DOCUMENT EXCERPT –
-- START --

# Smaug the Dragon vs. The Balrog of Moria



## Glaurung (Jan 27, 2002)

Who wins in this battle of titans? Assume that the fight takes place out in the open where each opponent has total freedom of movement.


----------



## Valar (Jan 28, 2002)

Balrog would win, no contest.


----------



## Uminya (Jan 28, 2002)

Pah! Smaug would bend that scrawny Balrog over his golden knee and spank him like a 4-year-old in K-mart.


----------



## Mormegil (Jan 28, 2002)

The Balrog would kick Smaug's butt*.
Smaug wouldn't be able to harm the Balrog by breathing fire at him. The Balrog is partly made of fire.
The Balrog's flame whip would make short work of Smaug.

*edited by Grond


----------



## JeffF. (Jan 28, 2002)

*Since the Winged Dragons...*

...in the Silmarillion were able to temporarily repulse the host of the Valar prior to the breaking of Thangorodrim and since their host included Maiar with a similar level of power to the Balrogs as well as Valar it seems likely that Smaug would have defeated a balrog. At the very least he would have killed its physical form.


----------



## Valar (Jan 28, 2002)

Well i don't no, it took a simple arrow to take out smaug ( well a very well placed arrow) It took Gandalf to defeat the balrog.


----------



## JeffF. (Jan 28, 2002)

*That is a good point...*

...but it wasn't really a simple arrow. It was a very special arrow. It seems that ME has many such special weapons around right when a good guy needs them.


----------



## Valar (Jan 28, 2002)

That is also a fair point, wasn't it the black arrow of his father (not to sure, i have not read the hobbit in ages).
Still gandalf says that sword are no more use against this enemy, so surley the balrog is more powerful, because he can not be affected by such mortal weapons.


----------



## JeffF. (Jan 28, 2002)

*I'm not sure...*

...that Gandalph said the weapons would be useless. He did say that this was "an enemy beyond any of you." I'll of course, chek when I get back home. Another thing to consider though, Morgoth was vulnerable to Fingolfin's sword Ringil suffering a number of wounds from it and crying out (making his own armies quail each time) as well as receiving a wound from the eagle who recovered Fingolfin's body. If a Valar could suffer wounds from a 'conventional' weapon like a sword I find it impossible to believe that a mere Balrog would be invulnerable.


----------



## Beleg Strongbow (Jan 28, 2002)

-- END --

DATA PROVIDED –
-- START --

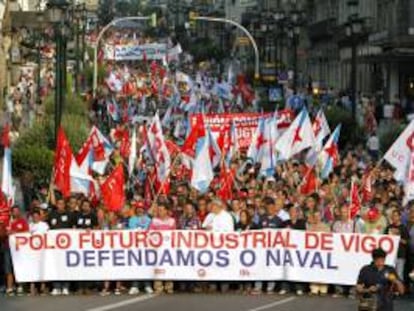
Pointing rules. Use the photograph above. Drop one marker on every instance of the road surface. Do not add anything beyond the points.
(183, 302)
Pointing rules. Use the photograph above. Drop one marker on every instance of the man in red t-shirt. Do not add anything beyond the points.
(17, 225)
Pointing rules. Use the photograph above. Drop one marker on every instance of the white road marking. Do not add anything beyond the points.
(123, 303)
(274, 304)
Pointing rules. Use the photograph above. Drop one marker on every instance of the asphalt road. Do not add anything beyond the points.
(184, 302)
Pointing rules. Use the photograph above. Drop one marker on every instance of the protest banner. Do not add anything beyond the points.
(246, 123)
(152, 51)
(70, 255)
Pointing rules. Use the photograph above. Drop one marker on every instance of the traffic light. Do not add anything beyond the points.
(192, 23)
(192, 15)
(153, 20)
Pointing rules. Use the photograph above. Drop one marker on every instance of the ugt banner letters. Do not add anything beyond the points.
(68, 255)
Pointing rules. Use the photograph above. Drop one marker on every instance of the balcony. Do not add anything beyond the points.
(322, 30)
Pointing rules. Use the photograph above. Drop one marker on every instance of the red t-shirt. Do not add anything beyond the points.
(19, 225)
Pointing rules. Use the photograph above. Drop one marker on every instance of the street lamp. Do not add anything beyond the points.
(39, 45)
(353, 30)
(279, 18)
(294, 24)
(56, 15)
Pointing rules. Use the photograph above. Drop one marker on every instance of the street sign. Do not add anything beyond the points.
(243, 41)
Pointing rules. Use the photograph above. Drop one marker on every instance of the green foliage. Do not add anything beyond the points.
(205, 49)
(32, 153)
(105, 12)
(351, 133)
(34, 150)
(390, 134)
(35, 159)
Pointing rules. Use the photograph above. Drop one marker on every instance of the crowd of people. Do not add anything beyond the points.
(258, 203)
(255, 201)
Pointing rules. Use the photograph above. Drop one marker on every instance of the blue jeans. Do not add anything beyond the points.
(61, 285)
(270, 287)
(137, 283)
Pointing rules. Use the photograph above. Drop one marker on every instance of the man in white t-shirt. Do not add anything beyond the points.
(218, 220)
(373, 146)
(37, 225)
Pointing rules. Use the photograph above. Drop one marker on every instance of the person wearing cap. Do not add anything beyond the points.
(379, 281)
(18, 225)
(139, 221)
(398, 229)
(59, 218)
(375, 222)
(218, 220)
(270, 220)
(162, 222)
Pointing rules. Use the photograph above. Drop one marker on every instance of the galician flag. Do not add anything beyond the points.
(268, 152)
(133, 152)
(80, 179)
(297, 137)
(399, 153)
(409, 184)
(320, 129)
(202, 174)
(329, 156)
(7, 182)
(258, 141)
(159, 150)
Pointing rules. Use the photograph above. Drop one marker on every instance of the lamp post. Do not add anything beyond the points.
(295, 23)
(55, 12)
(279, 18)
(353, 29)
(79, 18)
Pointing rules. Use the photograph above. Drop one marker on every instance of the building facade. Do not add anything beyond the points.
(385, 46)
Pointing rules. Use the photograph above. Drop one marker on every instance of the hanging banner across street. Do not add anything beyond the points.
(245, 123)
(68, 255)
(153, 51)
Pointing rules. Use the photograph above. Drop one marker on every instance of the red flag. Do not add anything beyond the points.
(226, 184)
(309, 181)
(4, 210)
(367, 187)
(355, 205)
(125, 146)
(63, 158)
(172, 147)
(197, 130)
(112, 190)
(5, 138)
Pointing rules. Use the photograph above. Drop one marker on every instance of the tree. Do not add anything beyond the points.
(106, 12)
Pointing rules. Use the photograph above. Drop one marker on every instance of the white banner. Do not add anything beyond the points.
(153, 51)
(70, 255)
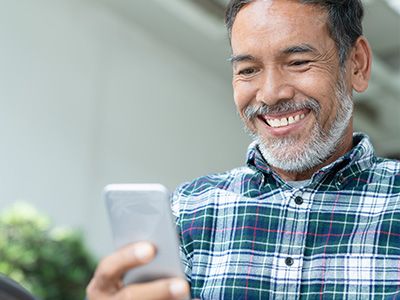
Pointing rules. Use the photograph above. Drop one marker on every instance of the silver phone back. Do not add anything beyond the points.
(141, 212)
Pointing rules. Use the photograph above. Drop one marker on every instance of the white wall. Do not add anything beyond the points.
(88, 99)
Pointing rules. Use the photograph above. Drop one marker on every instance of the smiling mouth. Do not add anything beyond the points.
(279, 121)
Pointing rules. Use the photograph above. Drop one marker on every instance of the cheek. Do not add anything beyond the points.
(244, 93)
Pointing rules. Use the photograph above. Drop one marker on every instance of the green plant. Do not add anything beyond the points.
(52, 263)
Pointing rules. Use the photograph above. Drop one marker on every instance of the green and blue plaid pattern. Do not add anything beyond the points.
(247, 234)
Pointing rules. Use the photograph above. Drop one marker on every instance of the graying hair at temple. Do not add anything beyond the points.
(344, 20)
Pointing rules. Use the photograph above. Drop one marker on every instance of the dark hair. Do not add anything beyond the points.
(344, 20)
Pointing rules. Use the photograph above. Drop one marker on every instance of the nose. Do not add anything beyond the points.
(274, 87)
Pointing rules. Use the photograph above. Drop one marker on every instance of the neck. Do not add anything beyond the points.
(345, 145)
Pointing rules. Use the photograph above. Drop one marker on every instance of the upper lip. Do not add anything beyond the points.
(284, 114)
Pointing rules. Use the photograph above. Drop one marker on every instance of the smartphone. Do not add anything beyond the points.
(142, 212)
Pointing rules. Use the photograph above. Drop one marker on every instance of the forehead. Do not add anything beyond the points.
(279, 23)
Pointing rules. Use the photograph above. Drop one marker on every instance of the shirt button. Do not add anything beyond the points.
(298, 200)
(289, 261)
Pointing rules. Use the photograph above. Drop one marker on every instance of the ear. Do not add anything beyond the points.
(360, 64)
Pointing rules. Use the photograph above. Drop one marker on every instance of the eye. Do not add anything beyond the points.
(247, 71)
(298, 63)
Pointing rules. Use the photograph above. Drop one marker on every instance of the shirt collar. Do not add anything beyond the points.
(359, 158)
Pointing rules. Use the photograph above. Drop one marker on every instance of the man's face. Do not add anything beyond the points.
(288, 85)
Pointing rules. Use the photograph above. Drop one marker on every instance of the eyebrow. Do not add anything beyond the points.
(240, 58)
(302, 48)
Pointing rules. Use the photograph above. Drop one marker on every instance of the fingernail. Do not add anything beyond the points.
(143, 251)
(178, 289)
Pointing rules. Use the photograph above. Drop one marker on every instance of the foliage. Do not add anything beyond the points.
(52, 263)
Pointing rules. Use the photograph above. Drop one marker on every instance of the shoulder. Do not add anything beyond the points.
(386, 168)
(223, 181)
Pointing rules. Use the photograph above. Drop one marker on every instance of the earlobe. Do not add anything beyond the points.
(361, 60)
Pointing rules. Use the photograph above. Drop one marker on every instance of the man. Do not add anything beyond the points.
(314, 214)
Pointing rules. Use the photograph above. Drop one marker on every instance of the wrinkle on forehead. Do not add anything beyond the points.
(283, 20)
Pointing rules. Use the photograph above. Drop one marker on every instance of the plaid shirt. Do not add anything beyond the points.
(247, 234)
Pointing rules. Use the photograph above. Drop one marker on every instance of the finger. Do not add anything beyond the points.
(164, 289)
(110, 270)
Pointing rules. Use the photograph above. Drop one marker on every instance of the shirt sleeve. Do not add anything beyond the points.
(176, 204)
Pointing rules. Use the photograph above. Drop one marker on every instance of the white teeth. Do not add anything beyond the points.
(285, 121)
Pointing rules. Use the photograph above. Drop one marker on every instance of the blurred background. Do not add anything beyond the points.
(103, 91)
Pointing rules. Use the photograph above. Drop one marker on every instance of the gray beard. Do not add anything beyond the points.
(294, 155)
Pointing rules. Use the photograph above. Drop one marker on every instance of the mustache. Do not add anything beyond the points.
(284, 106)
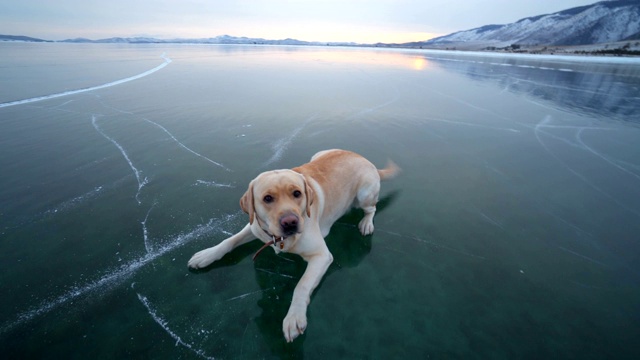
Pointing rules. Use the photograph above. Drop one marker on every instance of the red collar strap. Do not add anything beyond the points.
(274, 240)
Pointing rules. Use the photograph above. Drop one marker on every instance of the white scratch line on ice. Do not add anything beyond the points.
(472, 124)
(249, 294)
(145, 232)
(165, 325)
(537, 132)
(184, 146)
(141, 182)
(119, 274)
(280, 146)
(166, 62)
(275, 273)
(212, 183)
(69, 204)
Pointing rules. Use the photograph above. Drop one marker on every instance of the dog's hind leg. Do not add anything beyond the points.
(367, 199)
(205, 257)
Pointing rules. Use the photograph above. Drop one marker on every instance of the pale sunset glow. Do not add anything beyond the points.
(359, 21)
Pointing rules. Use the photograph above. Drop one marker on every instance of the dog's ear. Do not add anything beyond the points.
(246, 203)
(309, 194)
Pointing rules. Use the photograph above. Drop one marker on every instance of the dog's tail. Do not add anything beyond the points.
(390, 171)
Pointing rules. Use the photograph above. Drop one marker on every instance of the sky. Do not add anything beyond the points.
(361, 21)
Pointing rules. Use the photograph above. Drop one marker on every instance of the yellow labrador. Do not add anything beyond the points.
(293, 210)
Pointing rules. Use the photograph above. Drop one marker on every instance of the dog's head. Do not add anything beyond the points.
(279, 200)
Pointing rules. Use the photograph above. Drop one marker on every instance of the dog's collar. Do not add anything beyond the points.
(274, 240)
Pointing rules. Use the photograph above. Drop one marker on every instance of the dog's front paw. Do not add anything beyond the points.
(366, 226)
(294, 324)
(204, 258)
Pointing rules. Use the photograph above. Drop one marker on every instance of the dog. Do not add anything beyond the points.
(293, 210)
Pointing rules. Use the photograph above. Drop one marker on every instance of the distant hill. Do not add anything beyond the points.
(602, 22)
(20, 38)
(223, 39)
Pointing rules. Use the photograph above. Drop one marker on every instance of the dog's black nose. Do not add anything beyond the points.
(289, 224)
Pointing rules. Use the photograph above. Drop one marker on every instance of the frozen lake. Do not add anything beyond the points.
(512, 232)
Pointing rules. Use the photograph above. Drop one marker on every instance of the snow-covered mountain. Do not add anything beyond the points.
(605, 21)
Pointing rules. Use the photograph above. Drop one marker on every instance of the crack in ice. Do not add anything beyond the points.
(166, 62)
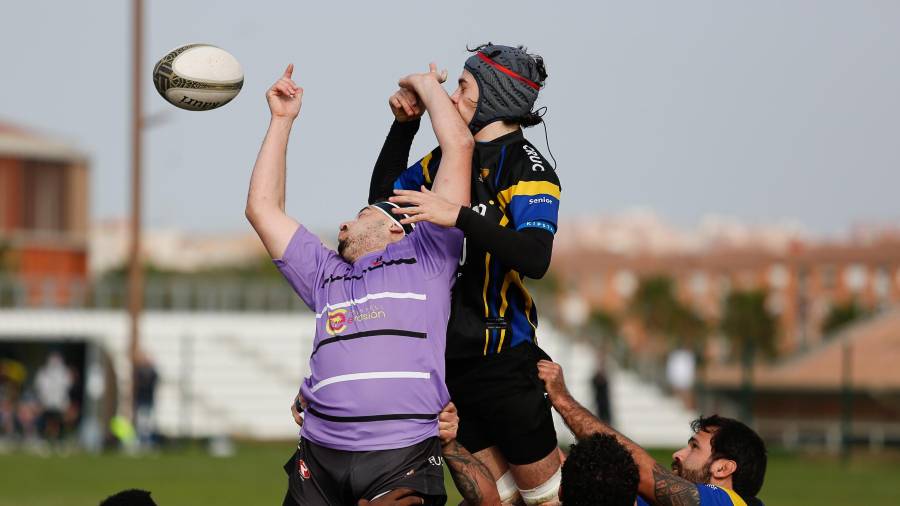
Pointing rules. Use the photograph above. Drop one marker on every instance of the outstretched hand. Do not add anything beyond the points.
(448, 423)
(398, 497)
(285, 97)
(425, 205)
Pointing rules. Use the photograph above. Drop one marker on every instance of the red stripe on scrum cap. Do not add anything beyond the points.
(508, 72)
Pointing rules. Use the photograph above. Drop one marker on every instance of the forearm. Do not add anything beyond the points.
(527, 251)
(453, 178)
(266, 192)
(657, 484)
(393, 159)
(472, 478)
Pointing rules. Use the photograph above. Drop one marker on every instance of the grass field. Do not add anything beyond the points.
(254, 476)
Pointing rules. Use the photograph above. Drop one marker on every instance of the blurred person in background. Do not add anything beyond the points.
(724, 463)
(12, 377)
(681, 366)
(600, 384)
(52, 383)
(146, 378)
(376, 384)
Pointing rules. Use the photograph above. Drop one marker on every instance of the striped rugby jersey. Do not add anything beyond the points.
(514, 187)
(377, 366)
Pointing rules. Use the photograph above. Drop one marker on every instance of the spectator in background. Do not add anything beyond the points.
(680, 370)
(12, 376)
(76, 394)
(28, 411)
(52, 384)
(145, 378)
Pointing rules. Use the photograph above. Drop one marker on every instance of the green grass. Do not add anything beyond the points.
(254, 476)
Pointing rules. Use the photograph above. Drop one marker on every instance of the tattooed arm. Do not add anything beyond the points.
(472, 478)
(657, 485)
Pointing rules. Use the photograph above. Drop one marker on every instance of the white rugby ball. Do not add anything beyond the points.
(198, 77)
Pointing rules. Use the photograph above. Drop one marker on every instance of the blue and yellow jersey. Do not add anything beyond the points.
(711, 495)
(514, 187)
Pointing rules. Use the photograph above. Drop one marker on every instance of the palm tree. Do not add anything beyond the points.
(751, 329)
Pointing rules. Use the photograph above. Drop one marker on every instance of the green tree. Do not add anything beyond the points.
(841, 315)
(752, 330)
(654, 303)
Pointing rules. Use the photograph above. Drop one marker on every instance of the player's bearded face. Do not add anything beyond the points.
(466, 96)
(700, 474)
(694, 462)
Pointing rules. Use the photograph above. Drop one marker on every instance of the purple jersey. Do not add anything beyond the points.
(377, 367)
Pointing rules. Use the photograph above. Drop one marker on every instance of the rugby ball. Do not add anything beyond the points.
(198, 77)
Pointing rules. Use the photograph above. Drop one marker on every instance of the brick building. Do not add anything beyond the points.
(804, 280)
(43, 215)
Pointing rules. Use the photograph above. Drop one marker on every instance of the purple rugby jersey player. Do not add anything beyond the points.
(377, 366)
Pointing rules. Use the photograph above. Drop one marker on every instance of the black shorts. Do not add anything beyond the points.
(320, 476)
(502, 403)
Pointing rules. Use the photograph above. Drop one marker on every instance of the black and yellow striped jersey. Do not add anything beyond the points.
(514, 187)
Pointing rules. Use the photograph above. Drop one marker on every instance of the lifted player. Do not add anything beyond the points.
(381, 302)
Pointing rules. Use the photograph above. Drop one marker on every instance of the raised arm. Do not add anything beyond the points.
(657, 484)
(453, 179)
(265, 199)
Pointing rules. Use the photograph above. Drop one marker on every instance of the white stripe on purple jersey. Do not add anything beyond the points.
(377, 367)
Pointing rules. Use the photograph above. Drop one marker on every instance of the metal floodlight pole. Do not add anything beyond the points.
(135, 273)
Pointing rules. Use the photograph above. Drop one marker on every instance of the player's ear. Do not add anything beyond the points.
(723, 468)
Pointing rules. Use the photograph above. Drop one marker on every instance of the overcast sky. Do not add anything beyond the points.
(766, 110)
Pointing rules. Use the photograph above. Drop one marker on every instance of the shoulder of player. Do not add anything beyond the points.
(524, 162)
(716, 496)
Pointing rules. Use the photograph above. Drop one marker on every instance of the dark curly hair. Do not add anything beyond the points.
(599, 471)
(732, 440)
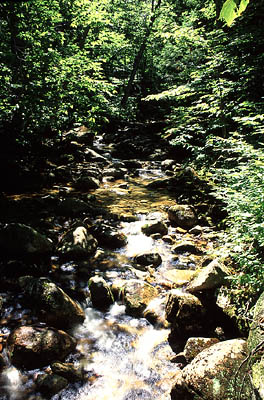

-- END --

Can you print everything in the Smaug-versus-Balrog thread from "## Uminya (Jan" down to "made of fire.", word for word?

REPLY TO THE EXERCISE –
## Uminya (Jan 28, 2002)

Pah! Smaug would bend that scrawny Balrog over his golden knee and spank him like a 4-year-old in K-mart.


----------



## Mormegil (Jan 28, 2002)

The Balrog would kick Smaug's butt*.
Smaug wouldn't be able to harm the Balrog by breathing fire at him. The Balrog is partly made of fire.